The Dil Pickle Club or Dill Pickle Club was once a popular Bohemian club in Chicago, Illinois between 1917 and 1935. The Dil Pickle was known as a speakeasy, cabaret and theatre and was influential during the "Chicago Renaissance" as it allowed a forum for free thinkers. It was founded and owned by Wobbly John "Jack" Jones and was frequented by popular American authors, activists and speakers.

The club's legacy has seen several reincarnations, including  Chicago Dil Pickle Club, the Dill Pickle Food Co-op, Dil Pickle Press, and  the Dill Pickle Club of Portland, OR, "an experimental forum for critiquing contemporary culture, politics and humanities."

History
In 1914, John "Jack" Jones, a former organizer for the Wobblies (Industrial Workers of the World (IWW) had started several weekly forums at the Radical Book Shop on North Clark Street in Chicago. The forums discussed labor issues along with social concerns of the day. Soon, in early 1915, Jones needed a new venue as the capacity was exceeded at the forum. To accommodate increased participants, Jones found a decrepit barn on Tooker Alley, off of Dearborn Street in downtown Chicago that he named the Dil Pickle Club. Soon after, fellow labor organizer from Ireland, Jim Larkin joined Jones, along with the "hobo doctor" and anarchist Ben Reitman. Reitman became instrumental in getting regular news coverage of the Pickle in the Chicago Daily News and Chicago Tribune. The news coverage helped increase the club's following and, by 1917, Jones created the Dil Pickle Artisans by officially incorporating it as a non-profit in Illinois to promote arts, crafts, science, and literature.

Jones said of his new club:

During the early years of the Dil Pickle Club, Jones began the Dil Pickle Press which produced material to promote the club. The press printed the Dil Pickler newsletter and The Creative World bulletin, along with Jones' book, Tech-Up. It also printed Arthur Desmond's Lion's Paw, Ragnar Redbeard's Might Is Right and works by Sol Omar and J. Edgar Miller. Much of the literature was crudely designed but easily reproduced. It contained humor and often typos. Admission to the club and refreshment sales helped it survive financially. Jones may have also printed counterfeit out-of-print books in order to make additional money.

The club reached its pinnacle by serving not only as a place for debate and idea-sharing, but also as a host for one-act plays, poetry readings, jazz dances, and opera, along with other acts. The Dil Pickle Players was formed to perform original works by local authors, as well as contemporary playwrights. Jones remained active in the club, building the stage and wiring the lighting, as well as writing, directing, and acting in many productions.

• [EXERCISE TASK 1]:
Please rewrite the part of the Dil Pickle Club text that opens with "The club reached" and closes with "in many productions.", putting "swing dances" in place of "jazz dances".

• [EXTRACTED DATA]:
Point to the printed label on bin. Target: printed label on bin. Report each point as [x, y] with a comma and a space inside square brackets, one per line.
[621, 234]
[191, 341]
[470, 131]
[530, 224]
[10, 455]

* * *

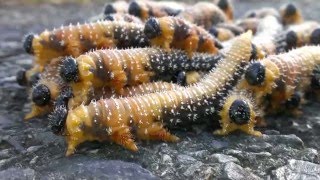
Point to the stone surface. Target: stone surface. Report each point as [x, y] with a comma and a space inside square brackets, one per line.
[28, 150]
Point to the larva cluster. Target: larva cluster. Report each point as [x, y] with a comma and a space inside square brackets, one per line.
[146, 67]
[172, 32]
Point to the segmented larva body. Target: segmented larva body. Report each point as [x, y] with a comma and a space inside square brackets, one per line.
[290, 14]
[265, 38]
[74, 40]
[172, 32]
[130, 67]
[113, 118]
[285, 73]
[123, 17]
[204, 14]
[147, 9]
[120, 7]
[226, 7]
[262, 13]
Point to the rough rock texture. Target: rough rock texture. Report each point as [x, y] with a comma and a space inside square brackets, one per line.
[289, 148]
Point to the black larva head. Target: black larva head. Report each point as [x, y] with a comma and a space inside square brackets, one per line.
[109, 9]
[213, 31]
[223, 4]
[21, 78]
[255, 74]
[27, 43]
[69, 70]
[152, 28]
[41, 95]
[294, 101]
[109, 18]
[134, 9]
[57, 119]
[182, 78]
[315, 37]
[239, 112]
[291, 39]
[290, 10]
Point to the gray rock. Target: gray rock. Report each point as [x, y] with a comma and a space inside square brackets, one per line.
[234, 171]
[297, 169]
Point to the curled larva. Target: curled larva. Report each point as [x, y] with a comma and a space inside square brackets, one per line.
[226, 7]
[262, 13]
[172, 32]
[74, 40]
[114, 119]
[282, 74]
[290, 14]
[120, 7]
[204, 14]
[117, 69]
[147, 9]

...

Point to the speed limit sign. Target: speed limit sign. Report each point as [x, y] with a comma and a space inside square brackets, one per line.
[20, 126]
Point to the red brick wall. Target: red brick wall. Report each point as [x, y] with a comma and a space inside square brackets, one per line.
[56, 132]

• [EXERCISE TASK 2]:
Count the lines of the records that contain the string "larva", matching case exactly, and give only the number.

• [TASK RESPONSE 1]:
The club reached its pinnacle by serving not only as a place for debate and idea-sharing, but also as a host for one-act plays, poetry readings, swing dances, and opera, along with other acts. The Dil Pickle Players was formed to perform original works by local authors, as well as contemporary playwrights. Jones remained active in the club, building the stage and wiring the lighting, as well as writing, directing, and acting in many productions.

• [TASK RESPONSE 2]:
4